1. The appellant is a national of Nigeria. Her appeal against the respondent's decision of 17 November 2020 to refuse her claim for international protection was dismissed by First-tier Tribunal (“FtT”) Judge Abebrese (“the judge”) for reasons set out in a decision dated 16 August 2022.
2. The appellant’s claim was summarised at paragraph [4] of the decision:
“The appellant claims asylum on the basis of her membership of the Indigenous people of Biafra otherwise known as IBOP and thus she fears that she will face persecution/death if she were to return to Nigeria. The appellant is also a member of the Igbo who are known supporters for the independence of the Biafra people.”
3. The judge set out his findings and conclusions at paragraphs [11] to [18] of the decision. The judge found that the appellant is not a credible witness but said at paragraph [14] of the decision that the appellant’s decision to join IPOB was a last attempt to remain in the UK, and at paragraph [15], that the appellant joined for immigration purposes only as a measure to remain in the UK. Although not set out in clear terms, on one reading, that appears to be a finding that the appellant is a member of IPOB. Nevertheless the judge went on find that the appellant does not have a genuine fear of persecution or face any risk on return to Nigeria on the basis of her membership of IPOB. The judge dismissed the appeal.
4. The unduly lengthy grounds of appeal lack focus and at paragraph [7] refer to a passage in the decision of the FtT that does not feature in the decision of Judge Abebrese. In any event, the appellant, in summary, claims the judge failed to make any clear finding as to the appellant’s membership of IPOB, which was proscribed a terrorist organisation in 2017 by the Nigerian government. The judge implicitly accepted the appellant is a member of IPOB, and even if that membership was opportunistic, the judge failed to consider whether those activities may nonetheless have brought or may bring the appellant’s activities to the attention of the Authorities. Furthermore the judge failed to consider the activities the appellant may wish to pursue on return and how she will be perceived on return to Nigeria, in accordance with the test set out in HJ (Iran) v SSHD [2011] AC 596.

Data shown:

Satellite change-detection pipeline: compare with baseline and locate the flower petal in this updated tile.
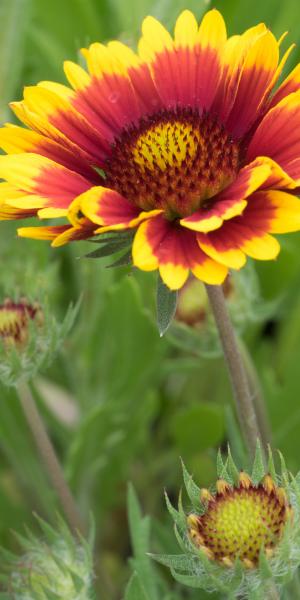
[269,64,300,108]
[139,10,226,110]
[198,216,280,262]
[132,215,227,290]
[18,225,70,240]
[227,31,279,136]
[180,158,271,233]
[12,82,109,165]
[247,92,300,183]
[0,153,90,218]
[247,190,300,233]
[77,186,162,232]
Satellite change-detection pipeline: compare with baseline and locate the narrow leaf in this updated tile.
[156,275,178,337]
[252,440,265,485]
[106,249,132,269]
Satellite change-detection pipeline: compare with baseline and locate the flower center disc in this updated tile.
[198,485,287,563]
[105,108,239,218]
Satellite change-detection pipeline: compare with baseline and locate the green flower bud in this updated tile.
[4,520,94,600]
[153,446,300,599]
[0,297,77,386]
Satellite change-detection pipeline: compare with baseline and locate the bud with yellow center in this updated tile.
[154,445,300,600]
[1,519,95,600]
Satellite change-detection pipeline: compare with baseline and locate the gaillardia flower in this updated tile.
[0,10,300,289]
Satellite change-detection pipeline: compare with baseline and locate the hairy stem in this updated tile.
[18,381,87,536]
[239,340,272,451]
[206,285,261,456]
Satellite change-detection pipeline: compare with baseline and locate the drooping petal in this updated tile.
[18,225,70,241]
[240,190,300,233]
[247,92,300,183]
[269,64,300,108]
[132,215,227,290]
[198,205,280,269]
[180,158,271,233]
[77,186,162,232]
[0,153,90,218]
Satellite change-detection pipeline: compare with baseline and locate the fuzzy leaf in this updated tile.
[181,461,203,510]
[83,238,130,258]
[106,249,132,269]
[268,446,278,483]
[227,446,239,485]
[156,275,178,337]
[165,492,186,530]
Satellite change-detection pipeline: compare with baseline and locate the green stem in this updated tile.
[206,285,261,456]
[239,340,272,451]
[18,381,87,536]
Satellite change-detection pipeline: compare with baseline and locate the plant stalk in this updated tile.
[206,284,262,456]
[18,381,87,537]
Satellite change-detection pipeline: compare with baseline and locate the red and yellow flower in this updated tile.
[0,10,300,289]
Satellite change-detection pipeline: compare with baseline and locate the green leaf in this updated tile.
[181,461,202,510]
[251,441,266,485]
[165,492,186,531]
[156,275,178,337]
[127,484,158,600]
[124,572,150,600]
[0,0,31,122]
[83,238,130,258]
[106,249,132,269]
[227,446,239,485]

Exercise requirements:
- 1) According to the tribunal decision excerpt, on what date did the respondent decide to refuse the appellant's claim for international protection?
- 2) List each failure that the grounds of appeal attribute to the judge in the tribunal decision excerpt.
- 3) Please write the next paragraph of the tribunal decision excerpt, picking up after its final sentence.
The entries are separate from the tribunal decision excerpt.

Results of the exercise:
- 1) 17 November 2020.

- 2)
- Failing to make any clear finding as to the appellant's membership of IPOB.
- Failing to consider whether her activities, even if opportunistic, may have brought or may bring her to the attention of the Authorities.
- Failing to consider the activities she may wish to pursue on return and how she will be perceived on return to Nigeria, in accordance with the test in HJ (Iran) v SSHD [2011] AC 596.

- 3)
5. Permission to appeal was granted on all grounds by Judge Cox on 19 October 2022. Judge Cox said:
“It is arguable that the judge’s findings and reasoning are unclear. If, as asserted in the grounds of appeal (see para 14), that the Home Office Policy Guidance Note etc shows that anyone associated with IPOB is at risk, the judge arguably erred in law in failing to make a finding as to whether the Nigerian authorities may associate the Appellant with IPOB.”
6. The respondent has filed a Rule 24 response. Neither party provided me with a copy of the respondent’s Guidance Note which is referred to in paragraph [14] of the Grounds of Appeal and which the appellant claims is objective evidence that anyone associated with IPOB is at risk on return to Nigeria.
7. In any event, Mr Parvar accepted, quite properly in my judgement, that even if one proceeds upon the premise that the judge made a finding that the appellant is a member of IPOB, but that is an opportunistic attempt to bolster an otherwise weak claim, it is difficult to discern from the decision whether the judge had in mind or correctly applied the test set out in HJ (Iran) in the assessment of the risk upon return. He accepts the judge did not consider how the appellant will conduct herself on return and how the Nigerian authorities may react to what she does or has done in the United Kingdom.
8. Although it may otherwise have been open to the judge to find that the appellant’s membership of IPOB is entirely opportunistic and does not represent any genuinely held political opinion, I accept the judge failed to make clear findings as to the appellant’s membership of IPOB and the risk upon return, applying the test set out in HJ (Iran) such that the decision of the FtT must be set aside.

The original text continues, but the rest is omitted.